───── EXTRACT ─────

FEI Daily: What are the KPIs a CFO dashboard should have?

Gabauer: It varies based on the firm, but I will tell you for me the most important one (from an investment firm perspective) is your value. What's our year over year? Our IRR, if you will.

Then I think it's important for your financial controllers and your CFOs expenses, right? Now you're getting into your traditional financial statements of what are your revenues, what are your expenses? If you have operating companies, you're going to want to understand your cash flow so your cash flow is going to become very important. We use the traditional financials to see what our expenses look like in a traditional P&L and it allows us to manage our expenses and our operating capital from that piece.

Then the third piece is your leverage. Is your portfolio leveraged or are you short? Then you really know what your debt and your ratios look like. Those are the high-level big ones that I would expect that you would want. Then of course as you go further down depending on what you're looking at you can have other stuff on there. You can look at your balance sheet and certain pieces of your balance sheet. From an executive position those are the ones where I want to be able to pull up at any point in time. To be able to say this is where we're at, this is where the firm's at. Also, if you construct the dashboard the right way you can really see what your portfolio mix is as well. Those key information indicators at the beginning that we just talked about, each one of those can be looked at in multiple ways.

FEI Daily: What are the challenges that dashboards can help solve?

─────

● WORK TASK 1:
Using the interview on CFO dashboards, decide whether each statement agrees with it. Answer yes or no for each, quoting the words that decide it.
(a) Gabauer names value as the most important measure from an investment firm perspective.
(b) Gabauer says cash flow matters little for firms with operating companies.
(c) Leverage is the third piece Gabauer lists.
● WORK TASK 2: Write a continuation of the interview on CFO dashboards, starting right after its final question.
The rows below the interview are drawn from a separate source.

───── GIVEN ENTRIES ─────

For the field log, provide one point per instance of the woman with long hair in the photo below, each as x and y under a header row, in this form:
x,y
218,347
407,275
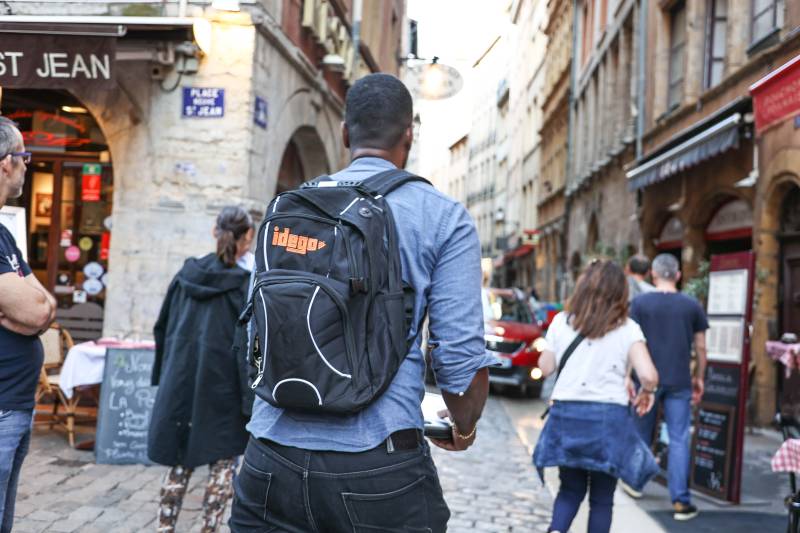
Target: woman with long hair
x,y
203,401
590,434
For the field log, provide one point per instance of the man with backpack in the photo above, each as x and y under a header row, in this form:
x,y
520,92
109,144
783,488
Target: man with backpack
x,y
347,268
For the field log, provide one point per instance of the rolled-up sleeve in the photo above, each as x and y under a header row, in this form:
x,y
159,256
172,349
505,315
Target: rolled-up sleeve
x,y
454,304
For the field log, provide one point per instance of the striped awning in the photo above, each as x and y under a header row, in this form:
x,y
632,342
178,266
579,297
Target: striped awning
x,y
709,143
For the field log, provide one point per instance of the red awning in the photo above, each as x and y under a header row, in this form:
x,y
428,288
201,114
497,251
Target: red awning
x,y
522,250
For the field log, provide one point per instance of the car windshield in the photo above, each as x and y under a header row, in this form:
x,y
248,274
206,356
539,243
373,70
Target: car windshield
x,y
505,308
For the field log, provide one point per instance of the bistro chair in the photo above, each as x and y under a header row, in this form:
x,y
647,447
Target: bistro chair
x,y
61,411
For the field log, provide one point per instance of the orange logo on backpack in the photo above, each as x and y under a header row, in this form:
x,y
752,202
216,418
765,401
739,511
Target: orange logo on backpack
x,y
295,244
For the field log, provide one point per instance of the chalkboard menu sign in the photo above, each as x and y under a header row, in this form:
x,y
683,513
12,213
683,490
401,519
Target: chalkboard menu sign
x,y
722,385
126,402
713,448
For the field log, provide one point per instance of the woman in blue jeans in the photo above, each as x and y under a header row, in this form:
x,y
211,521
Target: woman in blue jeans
x,y
590,434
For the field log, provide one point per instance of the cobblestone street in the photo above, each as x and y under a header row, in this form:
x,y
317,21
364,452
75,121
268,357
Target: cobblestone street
x,y
492,487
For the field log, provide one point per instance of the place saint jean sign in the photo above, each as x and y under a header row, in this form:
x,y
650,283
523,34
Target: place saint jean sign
x,y
56,61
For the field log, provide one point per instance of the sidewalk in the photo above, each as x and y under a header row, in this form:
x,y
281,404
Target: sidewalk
x,y
762,495
489,488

─────

● REPLY 1:
(a) Yes: "the most important one (from an investment firm perspective) is your value."
(b) No: "you're going to want to understand your cash flow so your cash flow is going to become very important."
(c) Yes: "Then the third piece is your leverage."

● REPLY 2:
Gabauer: Quick information. Information that's always updated. One of the nice things about having a dashboard attached to software is as you make entries or update that software it should update that dashboard. When you have a potential deal that you got short notice or you have a potential investment to make or a decision to make, you don't have to go back and recreate entire Excel spreadsheets, updating certain days or certain weeks of a spreadsheet, and you're not reliant on all these formulas that inevitably cause problems.

Then accuracy. We live in a very fast-paced world. One of the things that scares me about the spreadsheet world versus the dashboard world is it takes one zero to make a million, 10 million, and now you have a nine million dollar problem.

FEI Daily: Where do you begin when it comes to implementing a dashboard? What's the first step?

Gabauer: I would say the first thing you need to do is have somebody that's fairly creative and open-minded. You're going to have your CFO, your controller, your CEO that's going to have what they want. It's about understanding what senior management and the board of directors needs. It's understanding what information has to be provided and then the next piece is somebody with a creative mind that likes to explore software, that thinks outside the box on how to use it.

One of the constraints that you see is that someone looks at it and says, "Well we can't do that because we did it in Excel and there's no way to do that in the software." You have to have somebody that's a change agent, that looks at everything a little bit different to put the dashboard together.

That's the key person in that process. They're going to need to know the software, they're going to have to be able to interact with senior management or be part of senior management, one of the two, but then also have that same skill set to be able to deal with lower level employees that are going to be more into the details of the information you're trying to consolidate up to senior management. They really become a go-between between your employees versus your senior management and finding that particular person is probably where you would start first and also probably one of the bigger challenges.